• **EXERCISE AIM**:
In the records below, replace every "Grab" with "Mark" and write them out again with nothing else changed.

• **RECORDED DATA**:
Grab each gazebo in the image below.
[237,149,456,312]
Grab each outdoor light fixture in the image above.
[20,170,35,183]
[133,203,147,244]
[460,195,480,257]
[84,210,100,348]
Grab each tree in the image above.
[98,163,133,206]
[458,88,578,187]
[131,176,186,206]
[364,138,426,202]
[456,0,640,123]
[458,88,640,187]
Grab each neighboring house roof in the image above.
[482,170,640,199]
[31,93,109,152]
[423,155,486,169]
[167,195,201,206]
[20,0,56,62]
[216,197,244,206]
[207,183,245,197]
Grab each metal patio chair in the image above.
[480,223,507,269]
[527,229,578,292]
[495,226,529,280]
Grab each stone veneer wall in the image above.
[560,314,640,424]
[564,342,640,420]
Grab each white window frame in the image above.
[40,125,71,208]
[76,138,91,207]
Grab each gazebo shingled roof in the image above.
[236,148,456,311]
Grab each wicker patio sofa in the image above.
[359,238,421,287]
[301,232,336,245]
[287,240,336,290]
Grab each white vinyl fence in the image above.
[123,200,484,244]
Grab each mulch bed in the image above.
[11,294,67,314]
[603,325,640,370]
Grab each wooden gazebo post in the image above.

• **RESULT BELOW**:
Mark each gazebo in the image below.
[237,149,456,312]
Mark each outdoor light fixture in the image above.
[20,170,35,183]
[133,203,147,244]
[460,195,480,257]
[84,210,100,348]
Mark each tree in the image above.
[98,163,133,206]
[458,88,578,187]
[131,176,186,206]
[364,138,426,202]
[456,0,640,123]
[458,88,640,187]
Mark each neighboring house roof in the image above.
[482,170,640,199]
[31,93,109,152]
[423,155,486,169]
[167,195,201,206]
[20,0,56,62]
[216,197,244,206]
[207,183,245,197]
Mark each metal patio chair in the image above.
[480,223,507,269]
[527,229,578,292]
[495,226,529,280]
Mark each stone veneer wall in the image above.
[560,314,640,424]
[564,342,640,420]
Mark each white window frame in the image above.
[40,125,71,208]
[76,138,91,207]
Mark each gazebo shingled roof in the image above.
[236,148,456,311]
Mark each wicker patio sofa in the image above.
[359,238,421,287]
[301,232,336,245]
[287,240,336,290]
Mark each white vinyl fence in the image above.
[123,200,484,244]
Mark each mulch bed in the image above.
[11,294,67,314]
[603,325,640,370]
Mark each wooden gazebo post in the image above.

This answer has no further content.